» **Work to complete**: Rewrite the material below with every "Dataset curation" renamed to "Annotation task" and all other text kept unchanged. Leave the pictures out of your version.

» **Data for the task**:
***

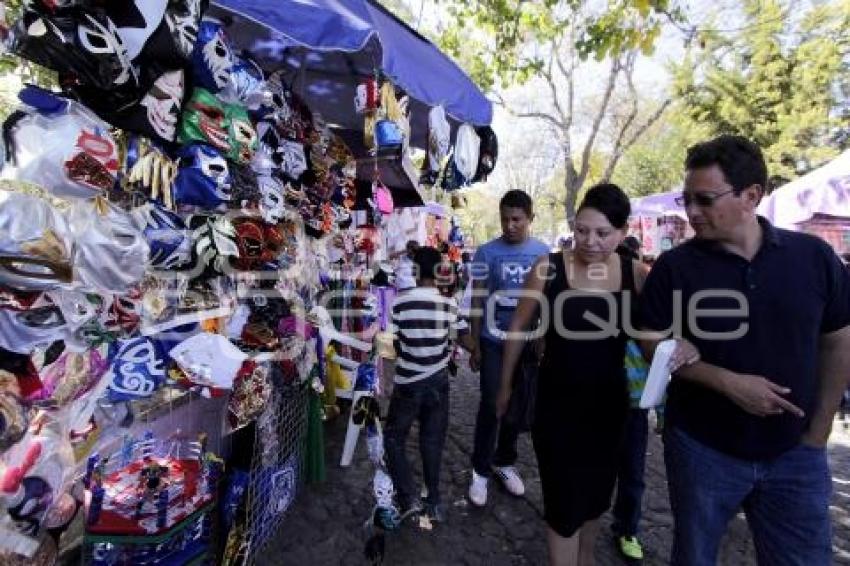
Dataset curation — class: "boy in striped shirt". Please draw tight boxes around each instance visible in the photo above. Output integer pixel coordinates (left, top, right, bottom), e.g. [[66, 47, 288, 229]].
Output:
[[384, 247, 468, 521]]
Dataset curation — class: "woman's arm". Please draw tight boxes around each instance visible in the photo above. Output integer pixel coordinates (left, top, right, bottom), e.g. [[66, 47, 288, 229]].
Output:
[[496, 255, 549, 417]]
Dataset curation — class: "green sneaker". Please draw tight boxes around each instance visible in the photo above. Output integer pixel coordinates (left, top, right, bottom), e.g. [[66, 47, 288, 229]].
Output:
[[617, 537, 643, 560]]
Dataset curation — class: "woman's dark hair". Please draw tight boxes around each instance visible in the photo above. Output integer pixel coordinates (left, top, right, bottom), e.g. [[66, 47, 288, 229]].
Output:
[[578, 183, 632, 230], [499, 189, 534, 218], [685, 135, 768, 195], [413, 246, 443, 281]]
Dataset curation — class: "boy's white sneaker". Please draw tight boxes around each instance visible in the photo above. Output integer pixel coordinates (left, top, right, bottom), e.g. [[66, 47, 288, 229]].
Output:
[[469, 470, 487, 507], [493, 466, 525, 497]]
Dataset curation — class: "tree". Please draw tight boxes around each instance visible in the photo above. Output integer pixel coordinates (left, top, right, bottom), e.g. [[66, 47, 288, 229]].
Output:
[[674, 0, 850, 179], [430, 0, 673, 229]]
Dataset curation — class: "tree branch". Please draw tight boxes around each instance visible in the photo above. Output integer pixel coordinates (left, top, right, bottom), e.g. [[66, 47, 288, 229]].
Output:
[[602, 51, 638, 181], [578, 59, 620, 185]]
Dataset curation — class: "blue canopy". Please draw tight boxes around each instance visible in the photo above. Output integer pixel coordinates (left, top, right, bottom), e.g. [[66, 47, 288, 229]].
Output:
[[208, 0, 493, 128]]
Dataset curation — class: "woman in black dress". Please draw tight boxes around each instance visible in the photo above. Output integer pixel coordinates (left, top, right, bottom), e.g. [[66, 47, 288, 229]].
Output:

***

» **Solution**:
Annotation task — class: "boy in striped shirt". Please draw tight boxes around each instance visible in the photo above. Output integer pixel coordinates (left, top, right, bottom), e.g. [[66, 47, 288, 229]].
Output:
[[384, 247, 468, 521]]
Annotation task — class: "woman's arm". Please draw tight boxes around each instance visible in the photo above. Output integer pixel coordinates (left, top, right, bottom), e.g. [[66, 47, 288, 229]].
Output:
[[496, 255, 549, 417]]
Annotation task — class: "green sneaker". Please draw tight boxes around each instance visible in the photo above. Output integer pixel coordinates (left, top, right, bottom), e.g. [[66, 47, 288, 229]].
Output:
[[617, 537, 643, 560]]
Annotation task — class: "woman's dark hair". Please draw tight boxes around each instance visible in the photo above. Output integer pixel coordinates (left, top, right, bottom), e.g. [[66, 47, 288, 229]].
Output:
[[578, 183, 632, 230], [499, 189, 534, 218], [685, 135, 768, 195], [413, 246, 443, 281]]
Annotation task — class: "boy's white sneaker". Please draw tight boxes around each instance visible in the photo above. Output integer pixel coordinates (left, top, right, bottom), e.g. [[66, 47, 288, 229]].
Output:
[[469, 470, 487, 507], [493, 466, 525, 497]]
Annotation task — class: "tree". Please draw tight boxes around each instance visible in the photo above. Output integer pixel coordinates (left, top, right, bottom), e.g. [[66, 47, 288, 229]].
Output:
[[674, 0, 850, 179], [430, 0, 673, 229]]
Annotation task — class: "tree branch". Please draw tight boxes around each instance visible in the photo above. Output integer pixel coordinates (left, top, right, bottom), e.g. [[66, 47, 288, 229]].
Output:
[[602, 51, 638, 181], [578, 59, 620, 185]]
Annotation task — class: "blue canopy". Please draw tight boxes around each instance visible in the photo above. Output integer pixel coordinates (left, top, right, bottom), e.g. [[66, 47, 288, 229]].
Output:
[[208, 0, 493, 128]]
Annotation task — class: "woman in black dress". Please draw tight boxes around each instance visible in the photo above. Output integer pixel coordinates (left, top, right, bottom), e.g. [[66, 47, 288, 229]].
Output:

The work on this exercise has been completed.